Provided data:

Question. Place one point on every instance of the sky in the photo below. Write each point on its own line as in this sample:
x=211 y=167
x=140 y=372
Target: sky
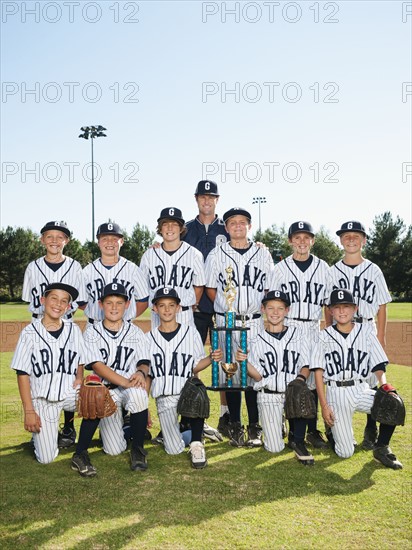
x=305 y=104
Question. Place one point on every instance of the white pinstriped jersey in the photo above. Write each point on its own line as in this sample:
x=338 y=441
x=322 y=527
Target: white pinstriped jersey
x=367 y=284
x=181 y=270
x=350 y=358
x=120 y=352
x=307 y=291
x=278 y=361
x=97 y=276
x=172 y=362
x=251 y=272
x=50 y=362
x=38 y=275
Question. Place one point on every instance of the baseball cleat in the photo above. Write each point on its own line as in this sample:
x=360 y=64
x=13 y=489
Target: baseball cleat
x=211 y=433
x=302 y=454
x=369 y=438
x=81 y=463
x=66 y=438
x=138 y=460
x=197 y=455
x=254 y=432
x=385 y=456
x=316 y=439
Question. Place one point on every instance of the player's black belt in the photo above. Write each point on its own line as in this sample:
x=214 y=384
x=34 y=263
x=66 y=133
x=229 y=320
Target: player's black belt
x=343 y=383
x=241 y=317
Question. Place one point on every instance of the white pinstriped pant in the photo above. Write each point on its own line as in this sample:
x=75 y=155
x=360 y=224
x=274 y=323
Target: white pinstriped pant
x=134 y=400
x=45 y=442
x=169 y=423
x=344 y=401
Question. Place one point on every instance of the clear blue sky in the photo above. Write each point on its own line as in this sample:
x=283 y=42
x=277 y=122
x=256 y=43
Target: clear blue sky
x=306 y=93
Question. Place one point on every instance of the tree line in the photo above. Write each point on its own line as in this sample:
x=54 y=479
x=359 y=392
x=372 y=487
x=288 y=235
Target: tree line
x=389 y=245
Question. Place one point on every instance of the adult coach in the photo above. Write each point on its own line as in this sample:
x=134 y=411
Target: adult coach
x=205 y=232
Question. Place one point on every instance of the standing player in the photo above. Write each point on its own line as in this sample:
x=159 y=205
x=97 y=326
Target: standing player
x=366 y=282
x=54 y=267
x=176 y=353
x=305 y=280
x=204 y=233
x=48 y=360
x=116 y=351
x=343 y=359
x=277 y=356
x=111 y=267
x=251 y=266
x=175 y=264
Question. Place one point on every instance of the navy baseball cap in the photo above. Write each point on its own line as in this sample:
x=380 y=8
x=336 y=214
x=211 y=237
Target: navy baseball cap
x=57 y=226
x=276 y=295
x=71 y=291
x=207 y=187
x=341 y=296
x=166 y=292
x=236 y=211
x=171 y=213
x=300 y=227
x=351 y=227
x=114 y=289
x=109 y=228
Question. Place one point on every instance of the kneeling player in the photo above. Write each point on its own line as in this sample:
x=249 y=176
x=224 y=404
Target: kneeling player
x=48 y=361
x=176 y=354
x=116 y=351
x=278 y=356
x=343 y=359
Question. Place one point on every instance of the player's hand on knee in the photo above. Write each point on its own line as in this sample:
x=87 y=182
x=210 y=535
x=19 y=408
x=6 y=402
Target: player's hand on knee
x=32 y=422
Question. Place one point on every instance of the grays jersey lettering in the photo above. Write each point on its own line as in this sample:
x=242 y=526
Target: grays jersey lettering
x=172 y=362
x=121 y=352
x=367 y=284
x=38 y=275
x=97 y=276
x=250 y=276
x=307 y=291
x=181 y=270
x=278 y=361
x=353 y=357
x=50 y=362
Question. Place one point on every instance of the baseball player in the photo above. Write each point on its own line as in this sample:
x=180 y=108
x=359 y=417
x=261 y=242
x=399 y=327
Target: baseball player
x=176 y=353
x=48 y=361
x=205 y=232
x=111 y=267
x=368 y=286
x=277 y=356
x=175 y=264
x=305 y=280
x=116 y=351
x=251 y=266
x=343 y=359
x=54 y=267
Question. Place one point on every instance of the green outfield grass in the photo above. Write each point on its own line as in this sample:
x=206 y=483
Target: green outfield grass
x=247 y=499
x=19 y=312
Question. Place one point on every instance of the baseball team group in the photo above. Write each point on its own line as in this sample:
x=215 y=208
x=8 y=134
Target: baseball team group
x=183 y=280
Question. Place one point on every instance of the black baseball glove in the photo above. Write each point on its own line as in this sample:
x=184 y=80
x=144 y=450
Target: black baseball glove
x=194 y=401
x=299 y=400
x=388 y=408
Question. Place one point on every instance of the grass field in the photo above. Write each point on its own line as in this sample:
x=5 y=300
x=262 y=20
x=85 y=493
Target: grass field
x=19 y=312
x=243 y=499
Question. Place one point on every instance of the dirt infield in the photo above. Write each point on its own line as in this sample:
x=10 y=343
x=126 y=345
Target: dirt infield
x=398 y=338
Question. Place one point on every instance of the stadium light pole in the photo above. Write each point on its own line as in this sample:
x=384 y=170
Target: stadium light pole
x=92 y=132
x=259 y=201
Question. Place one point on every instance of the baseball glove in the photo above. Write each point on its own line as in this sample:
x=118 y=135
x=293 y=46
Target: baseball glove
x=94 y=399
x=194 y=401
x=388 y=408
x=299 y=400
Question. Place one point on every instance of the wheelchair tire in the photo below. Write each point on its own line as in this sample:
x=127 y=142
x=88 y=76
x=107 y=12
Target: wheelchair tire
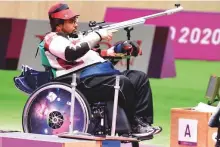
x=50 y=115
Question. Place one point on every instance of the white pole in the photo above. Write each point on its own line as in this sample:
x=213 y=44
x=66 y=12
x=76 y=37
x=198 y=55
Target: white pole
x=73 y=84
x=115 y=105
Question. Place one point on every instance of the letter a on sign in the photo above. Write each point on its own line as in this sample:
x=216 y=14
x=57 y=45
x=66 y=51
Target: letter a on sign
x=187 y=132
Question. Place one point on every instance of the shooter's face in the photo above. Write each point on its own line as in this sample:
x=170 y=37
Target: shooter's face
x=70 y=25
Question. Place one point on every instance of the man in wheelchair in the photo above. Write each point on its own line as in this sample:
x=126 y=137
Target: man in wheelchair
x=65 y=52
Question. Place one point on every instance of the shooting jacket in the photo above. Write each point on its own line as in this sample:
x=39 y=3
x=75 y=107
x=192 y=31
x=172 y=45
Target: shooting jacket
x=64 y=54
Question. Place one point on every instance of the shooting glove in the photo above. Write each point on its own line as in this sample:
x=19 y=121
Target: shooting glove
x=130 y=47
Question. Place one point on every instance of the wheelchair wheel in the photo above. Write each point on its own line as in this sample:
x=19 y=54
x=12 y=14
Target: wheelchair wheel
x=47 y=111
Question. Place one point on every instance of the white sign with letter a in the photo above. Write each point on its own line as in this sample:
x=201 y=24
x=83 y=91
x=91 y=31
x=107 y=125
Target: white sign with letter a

What you will do: Repeat every record above exactly, except the pictures.

Response:
Question. Place one point on every instance of the sky in the photo below. Write each point on its own line as in this sample:
x=211 y=167
x=140 y=372
Target: sky
x=305 y=104
Question. Place one point on every instance of the white pinstriped jersey in the photo above. Write each point on its own line as in this sample:
x=338 y=441
x=322 y=527
Target: white pinstriped jersey
x=367 y=284
x=181 y=270
x=350 y=358
x=120 y=352
x=307 y=291
x=278 y=361
x=97 y=276
x=172 y=362
x=251 y=272
x=50 y=362
x=38 y=275
Question. Place one point on every instance of the baseball cleat in the photo above. Write each point on its own line as in this sample:
x=360 y=64
x=13 y=489
Target: baseball cleat
x=211 y=433
x=302 y=454
x=369 y=438
x=81 y=463
x=66 y=438
x=138 y=460
x=197 y=455
x=254 y=432
x=385 y=456
x=316 y=439
Question. Place one point on every instance of the player's black belt in the photo above. Write each point on its own line as in this sample:
x=214 y=384
x=34 y=263
x=66 y=133
x=229 y=320
Target: player's black belt
x=343 y=383
x=241 y=317
Question. Place one point on every instance of the white pinstriped pant in the photo above. Write each point on its own line as in this sample:
x=75 y=155
x=360 y=224
x=274 y=323
Target: white pinstriped pant
x=134 y=400
x=45 y=442
x=169 y=423
x=344 y=401
Question. Place one point on every instance of the clear blue sky in the photo above. Write each point on its own line as in this sample:
x=283 y=42
x=277 y=122
x=256 y=43
Target: clear blue sky
x=306 y=93
Question. Place one point on every instance of the tree line in the photo above. Write each point on its own line as in this sample:
x=54 y=479
x=359 y=392
x=372 y=487
x=288 y=235
Target: tree line
x=389 y=245
Question. Place one point on every instance of the adult coach in the photo above. Write each point on its own line as in this sample:
x=134 y=411
Target: adult coach
x=205 y=232
Question. Place one point on every instance of the standing player in the photo above. Write each point on its own line as in this sample:
x=159 y=205
x=97 y=326
Target: standing player
x=366 y=282
x=54 y=267
x=176 y=353
x=305 y=280
x=204 y=233
x=48 y=360
x=116 y=351
x=343 y=359
x=277 y=356
x=111 y=267
x=251 y=266
x=175 y=264
Question. Place one point on every instance of the navy baseball cap in the photo above. Write each point on its own line as in this sample:
x=380 y=8
x=336 y=214
x=211 y=237
Target: navy baseball cap
x=57 y=226
x=276 y=295
x=71 y=291
x=207 y=187
x=341 y=296
x=166 y=292
x=236 y=211
x=171 y=213
x=300 y=227
x=351 y=227
x=114 y=289
x=109 y=228
Question. Place one point on every instance of the kneeling player in the photo above. Write each point on its own line as in this sample:
x=249 y=176
x=224 y=404
Target: kneeling player
x=48 y=361
x=176 y=354
x=116 y=351
x=278 y=356
x=343 y=359
Question. Place one point on every instance of the player's hand on knee in the photo above. Write each point on its own line as in this sample:
x=87 y=182
x=210 y=535
x=19 y=408
x=6 y=402
Target: player's hand on knee
x=32 y=422
Question. Place one point on every instance of the grays jersey lettering in the photo above. Write each point on its own line as in this sample:
x=242 y=526
Target: grays jersey lettering
x=172 y=362
x=121 y=352
x=367 y=284
x=38 y=275
x=97 y=276
x=250 y=276
x=307 y=291
x=181 y=270
x=278 y=361
x=353 y=357
x=50 y=362
Question. Place one point on every instance of the baseball player in the photo above. Write each point on its own line as in this sample:
x=180 y=108
x=359 y=417
x=261 y=242
x=399 y=327
Target: baseball player
x=176 y=353
x=48 y=361
x=205 y=232
x=111 y=267
x=368 y=286
x=277 y=356
x=175 y=264
x=305 y=280
x=116 y=351
x=251 y=266
x=343 y=359
x=54 y=267
Question. Place one point on every instance of the green outfield grass in the photo above. Write each point on its own line as in this sample:
x=206 y=483
Target: green outfield grass
x=247 y=499
x=19 y=312
Question. Place one point on every instance of the baseball team group in the photo above. Write each point on its own line as in this sample:
x=215 y=208
x=8 y=134
Target: baseball team group
x=183 y=280
Question. Place one point on every instance of the black baseball glove in the photo above. Write each point on its own line as in this sample:
x=184 y=80
x=144 y=450
Target: black baseball glove
x=194 y=401
x=299 y=400
x=388 y=408
Question. Place one point on every instance of the grass field in the photo above. Write each point on its own line as in this sample:
x=5 y=300
x=262 y=20
x=85 y=493
Target: grass field
x=19 y=312
x=243 y=499
Question. Place one point on every instance of the dirt infield in the photo above. Write each point on its own line as in this sample:
x=10 y=343
x=126 y=345
Target: dirt infield
x=398 y=338
Question. Place one point on every instance of the stadium light pole in the photo above. Write each point on its own line as in this sample:
x=384 y=170
Target: stadium light pole
x=92 y=132
x=259 y=201
Question. Place one point on every instance of the baseball glove in the photo above. Write each point on its own line as in this sample:
x=118 y=135
x=293 y=46
Target: baseball glove
x=94 y=399
x=194 y=401
x=388 y=408
x=299 y=400
Question. Place one point on every instance of the wheelchair tire in the photo below. Write each point on its own line as in this sample:
x=127 y=142
x=88 y=76
x=107 y=12
Target: wheelchair tire
x=50 y=115
Question. Place one point on every instance of the white pole in the photo above. Write each point on its own line as in this sample:
x=213 y=44
x=66 y=12
x=76 y=37
x=198 y=55
Target: white pole
x=73 y=84
x=115 y=105
Question. Place one point on every instance of the letter a on sign in the photo above. Write each point on its own line as in this sample:
x=216 y=14
x=57 y=45
x=66 y=51
Target: letter a on sign
x=187 y=132
Question. Place one point on every instance of the shooter's face in the photo above. Write each point on its own line as in this sample:
x=170 y=37
Target: shooter's face
x=70 y=25
Question. Place one point on every instance of the man in wheelchair in the photo above. Write each point on its own line as in this sample:
x=126 y=137
Target: man in wheelchair
x=65 y=52
Question. Place one point on every instance of the shooting jacket in the photo above. Write each point on its own line as in this sample:
x=39 y=3
x=75 y=107
x=192 y=31
x=172 y=45
Target: shooting jacket
x=64 y=54
Question. Place one point on every instance of the shooting glove in the photo above. Write each point on its own line as in this sample:
x=19 y=121
Target: shooting glove
x=130 y=47
Question. Place one point on every instance of the wheelchair wheel in the photo above. Write each point on its own line as in this sample:
x=19 y=54
x=12 y=14
Target: wheelchair wheel
x=47 y=111
Question. Place one point on every instance of the white sign with letter a in the photo above. Write each point on its own line as in this sample:
x=201 y=24
x=83 y=91
x=91 y=31
x=107 y=125
Target: white sign with letter a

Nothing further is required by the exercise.